++++ MATERIAL PROVIDED ++++

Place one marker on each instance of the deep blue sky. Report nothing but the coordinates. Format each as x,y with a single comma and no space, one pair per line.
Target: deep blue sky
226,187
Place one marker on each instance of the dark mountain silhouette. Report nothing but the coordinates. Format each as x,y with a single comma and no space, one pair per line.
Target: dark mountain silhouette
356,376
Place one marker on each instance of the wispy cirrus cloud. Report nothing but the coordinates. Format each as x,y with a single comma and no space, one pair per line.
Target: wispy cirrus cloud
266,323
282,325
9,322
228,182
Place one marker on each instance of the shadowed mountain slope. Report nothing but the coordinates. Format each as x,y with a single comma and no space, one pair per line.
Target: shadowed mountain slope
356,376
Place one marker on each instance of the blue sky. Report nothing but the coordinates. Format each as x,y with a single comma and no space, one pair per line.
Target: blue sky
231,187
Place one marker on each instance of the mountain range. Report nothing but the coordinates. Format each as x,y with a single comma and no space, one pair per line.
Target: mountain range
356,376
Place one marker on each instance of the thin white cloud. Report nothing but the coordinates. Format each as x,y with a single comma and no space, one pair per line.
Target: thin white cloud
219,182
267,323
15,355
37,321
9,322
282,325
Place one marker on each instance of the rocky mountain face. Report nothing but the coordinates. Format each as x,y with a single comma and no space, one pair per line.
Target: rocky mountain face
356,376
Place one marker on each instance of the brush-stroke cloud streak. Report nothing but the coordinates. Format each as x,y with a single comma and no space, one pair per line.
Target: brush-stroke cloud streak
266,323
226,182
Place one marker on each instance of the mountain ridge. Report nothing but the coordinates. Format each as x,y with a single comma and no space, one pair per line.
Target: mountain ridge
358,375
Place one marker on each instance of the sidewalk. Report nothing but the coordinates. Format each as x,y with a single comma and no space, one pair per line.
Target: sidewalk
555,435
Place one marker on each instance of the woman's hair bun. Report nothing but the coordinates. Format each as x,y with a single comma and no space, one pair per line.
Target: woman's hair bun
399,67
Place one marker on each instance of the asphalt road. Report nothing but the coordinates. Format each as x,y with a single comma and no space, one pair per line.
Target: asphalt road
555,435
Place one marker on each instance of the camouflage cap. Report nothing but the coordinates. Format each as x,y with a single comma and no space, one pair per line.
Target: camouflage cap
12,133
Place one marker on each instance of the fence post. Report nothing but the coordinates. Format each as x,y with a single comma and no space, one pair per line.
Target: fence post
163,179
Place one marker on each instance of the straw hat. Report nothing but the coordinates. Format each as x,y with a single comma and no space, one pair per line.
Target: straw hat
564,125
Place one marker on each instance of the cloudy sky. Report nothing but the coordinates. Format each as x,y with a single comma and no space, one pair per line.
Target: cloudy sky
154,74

++++
++++ MATERIAL PROVIDED ++++

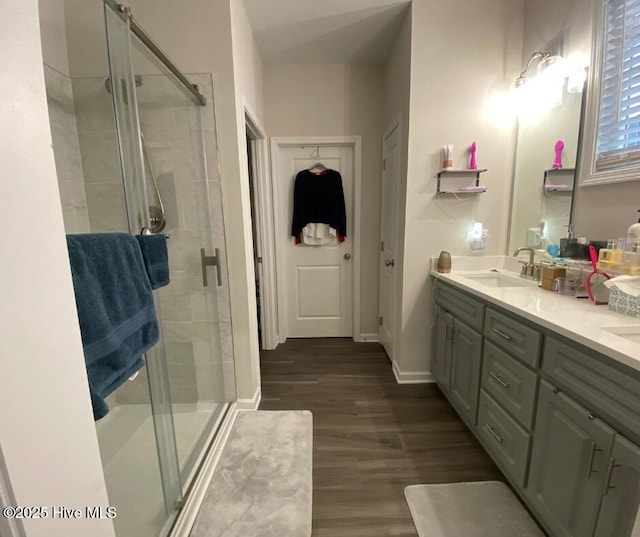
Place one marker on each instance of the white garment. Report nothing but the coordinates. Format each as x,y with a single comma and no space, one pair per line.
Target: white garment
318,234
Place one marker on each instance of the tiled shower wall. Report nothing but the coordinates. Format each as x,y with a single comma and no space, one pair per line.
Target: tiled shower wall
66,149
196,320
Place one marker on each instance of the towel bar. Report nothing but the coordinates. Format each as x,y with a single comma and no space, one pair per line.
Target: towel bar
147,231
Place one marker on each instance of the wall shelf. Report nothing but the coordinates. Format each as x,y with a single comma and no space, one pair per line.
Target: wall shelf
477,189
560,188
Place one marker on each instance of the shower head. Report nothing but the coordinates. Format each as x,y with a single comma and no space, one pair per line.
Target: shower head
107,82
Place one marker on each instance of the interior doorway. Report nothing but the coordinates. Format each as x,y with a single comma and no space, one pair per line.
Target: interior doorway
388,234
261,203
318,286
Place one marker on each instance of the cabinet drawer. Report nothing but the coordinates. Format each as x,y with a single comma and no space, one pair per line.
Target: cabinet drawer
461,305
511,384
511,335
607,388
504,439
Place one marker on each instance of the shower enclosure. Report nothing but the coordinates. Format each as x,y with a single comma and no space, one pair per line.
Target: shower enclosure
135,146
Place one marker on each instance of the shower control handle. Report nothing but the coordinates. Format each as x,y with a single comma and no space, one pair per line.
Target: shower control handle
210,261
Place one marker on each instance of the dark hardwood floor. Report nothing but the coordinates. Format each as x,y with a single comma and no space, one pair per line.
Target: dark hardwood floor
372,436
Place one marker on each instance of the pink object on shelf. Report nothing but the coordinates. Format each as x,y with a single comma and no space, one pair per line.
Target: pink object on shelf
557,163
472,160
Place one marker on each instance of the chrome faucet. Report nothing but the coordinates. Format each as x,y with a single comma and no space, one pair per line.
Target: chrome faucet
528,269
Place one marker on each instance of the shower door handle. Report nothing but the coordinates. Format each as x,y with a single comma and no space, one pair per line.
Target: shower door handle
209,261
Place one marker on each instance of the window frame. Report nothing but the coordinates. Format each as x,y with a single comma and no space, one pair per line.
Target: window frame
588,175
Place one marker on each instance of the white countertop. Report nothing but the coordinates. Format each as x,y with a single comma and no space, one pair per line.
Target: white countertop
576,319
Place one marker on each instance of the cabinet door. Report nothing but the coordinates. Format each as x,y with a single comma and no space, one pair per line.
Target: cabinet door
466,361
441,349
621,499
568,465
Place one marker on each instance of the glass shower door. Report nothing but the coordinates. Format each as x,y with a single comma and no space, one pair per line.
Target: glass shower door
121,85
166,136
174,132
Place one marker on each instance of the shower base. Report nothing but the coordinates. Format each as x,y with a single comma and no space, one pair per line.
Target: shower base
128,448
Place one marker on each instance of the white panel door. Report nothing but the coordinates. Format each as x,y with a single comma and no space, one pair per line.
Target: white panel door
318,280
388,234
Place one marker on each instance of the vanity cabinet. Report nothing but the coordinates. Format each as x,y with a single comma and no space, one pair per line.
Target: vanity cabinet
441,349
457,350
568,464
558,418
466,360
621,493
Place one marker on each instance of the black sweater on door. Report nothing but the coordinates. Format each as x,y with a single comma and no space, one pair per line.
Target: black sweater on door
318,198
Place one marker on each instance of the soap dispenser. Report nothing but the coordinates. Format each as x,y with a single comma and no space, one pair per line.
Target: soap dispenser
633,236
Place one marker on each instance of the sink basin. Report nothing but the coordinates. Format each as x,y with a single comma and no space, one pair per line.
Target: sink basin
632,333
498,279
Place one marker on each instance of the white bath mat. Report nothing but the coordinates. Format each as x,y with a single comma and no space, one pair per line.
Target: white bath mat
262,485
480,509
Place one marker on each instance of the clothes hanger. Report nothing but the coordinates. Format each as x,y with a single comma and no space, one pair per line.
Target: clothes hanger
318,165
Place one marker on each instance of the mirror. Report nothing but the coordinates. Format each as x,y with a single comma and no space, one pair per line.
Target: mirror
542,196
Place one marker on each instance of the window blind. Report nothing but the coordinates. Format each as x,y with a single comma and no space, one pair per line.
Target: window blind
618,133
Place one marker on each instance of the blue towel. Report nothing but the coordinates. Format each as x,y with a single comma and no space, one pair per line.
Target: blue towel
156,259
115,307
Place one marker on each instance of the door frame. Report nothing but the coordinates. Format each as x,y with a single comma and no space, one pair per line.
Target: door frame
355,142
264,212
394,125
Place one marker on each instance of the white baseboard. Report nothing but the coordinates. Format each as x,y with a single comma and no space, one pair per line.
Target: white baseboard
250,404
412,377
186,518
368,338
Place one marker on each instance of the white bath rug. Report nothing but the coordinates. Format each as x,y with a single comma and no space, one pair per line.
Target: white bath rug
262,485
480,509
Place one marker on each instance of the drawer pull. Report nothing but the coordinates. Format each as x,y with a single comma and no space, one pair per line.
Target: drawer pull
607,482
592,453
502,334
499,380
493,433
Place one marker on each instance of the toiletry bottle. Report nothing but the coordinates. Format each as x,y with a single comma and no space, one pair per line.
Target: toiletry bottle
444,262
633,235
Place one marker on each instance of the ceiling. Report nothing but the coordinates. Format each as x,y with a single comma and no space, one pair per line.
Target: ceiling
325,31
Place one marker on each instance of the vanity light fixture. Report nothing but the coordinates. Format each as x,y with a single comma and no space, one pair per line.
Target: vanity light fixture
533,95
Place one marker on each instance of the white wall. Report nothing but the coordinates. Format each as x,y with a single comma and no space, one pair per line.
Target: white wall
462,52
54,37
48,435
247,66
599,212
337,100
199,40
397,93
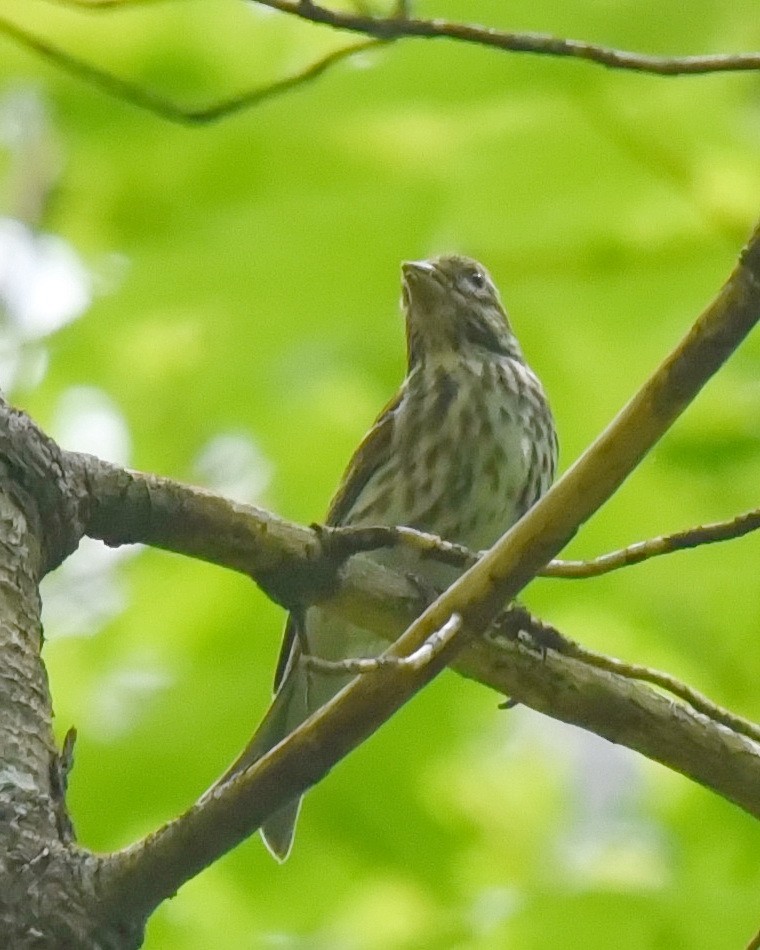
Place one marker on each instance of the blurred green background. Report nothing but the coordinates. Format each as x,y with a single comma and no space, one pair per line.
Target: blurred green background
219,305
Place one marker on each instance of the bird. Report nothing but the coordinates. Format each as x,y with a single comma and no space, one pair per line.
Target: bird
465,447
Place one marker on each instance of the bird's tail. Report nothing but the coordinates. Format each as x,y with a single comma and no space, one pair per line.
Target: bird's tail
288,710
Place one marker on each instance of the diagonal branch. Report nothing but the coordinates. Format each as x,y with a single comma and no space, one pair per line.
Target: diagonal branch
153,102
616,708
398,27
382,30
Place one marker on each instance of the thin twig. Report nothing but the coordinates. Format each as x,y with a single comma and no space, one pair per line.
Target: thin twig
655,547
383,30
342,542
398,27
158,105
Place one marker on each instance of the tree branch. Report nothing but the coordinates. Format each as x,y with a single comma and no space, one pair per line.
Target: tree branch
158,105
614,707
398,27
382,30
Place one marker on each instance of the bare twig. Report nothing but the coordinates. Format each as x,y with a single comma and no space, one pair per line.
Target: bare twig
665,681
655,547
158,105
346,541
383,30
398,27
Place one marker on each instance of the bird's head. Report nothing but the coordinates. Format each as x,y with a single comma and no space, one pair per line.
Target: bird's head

++++

Working from the material above, restate word for word the lines between the line with "Place one marker on each instance of the mirror." and the line with "Place one marker on each instance of the window blind.", both included, and only those.

WORKED SOLUTION
Place one marker on each instance of the mirror. Report nothing but the coordinates. Format each as x,y with a single comma and no space, one pair per line.
Target: mirror
542,196
Place one marker on each instance of the window blind. Report nothing but the coordinates. Format each as x,y with a single comma and no space, one pair per line.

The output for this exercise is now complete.